Nobody else has asked where the decay needs to fire from.
Alpha particles concentrate roughly 400 times more energy per cell diameter than the beta particles used in approved therapies like Pluvicto and Lutathera. But that energy is delivered at a range of just two to ten cell diameters. Where radioactive decay begins determines how much of that energy reaches the DNA.
That is the geometry question. Trevarx’s design thesis is that engineering the answer is what unlocks the next generation of alpha radioligand therapy.
The radiopharmaceutical category was born from a simple premise: carry radiation through the bloodstream, deliver it directly into tumors, destroy cancer cells with precision while sparing healthy tissue. FDA approvals proved the model. The entire field then raced toward the same approach: attach a radioactive payload to a targeting molecule that binds a receptor on the outside of the cancer cell. Fire from there.

....

Reproduce word for word the portion of the passage on alpha radioligand therapy between "That is the" and "Fire from there.", inclusive.

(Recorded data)
....

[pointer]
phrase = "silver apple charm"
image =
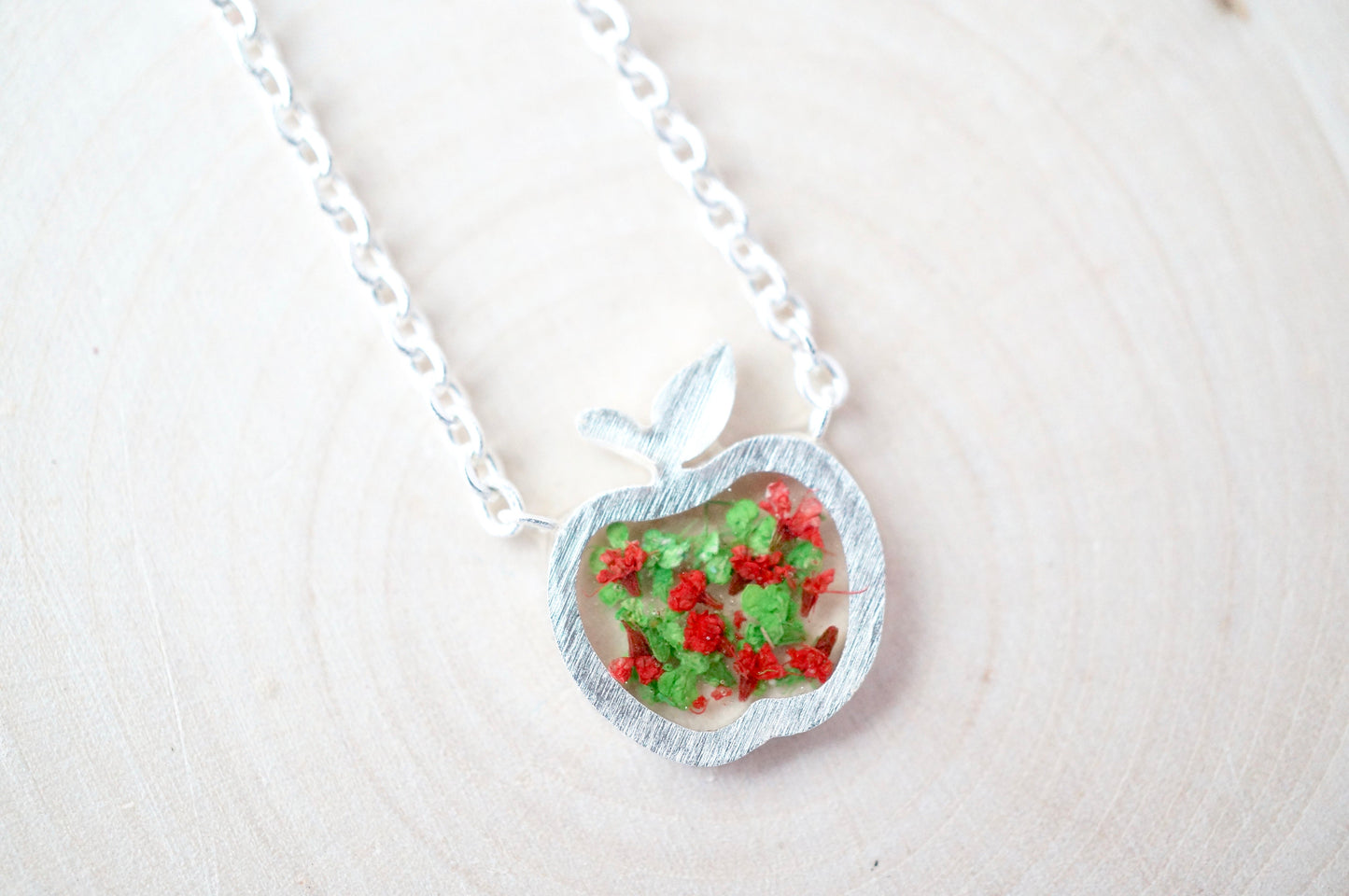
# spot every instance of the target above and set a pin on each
(687, 417)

....

_YOUR RESPONSE_:
That is the geometry question. Trevarx’s design thesis is that engineering the answer is what unlocks the next generation of alpha radioligand therapy.
The radiopharmaceutical category was born from a simple premise: carry radiation through the bloodstream, deliver it directly into tumors, destroy cancer cells with precision while sparing healthy tissue. FDA approvals proved the model. The entire field then raced toward the same approach: attach a radioactive payload to a targeting molecule that binds a receptor on the outside of the cancer cell. Fire from there.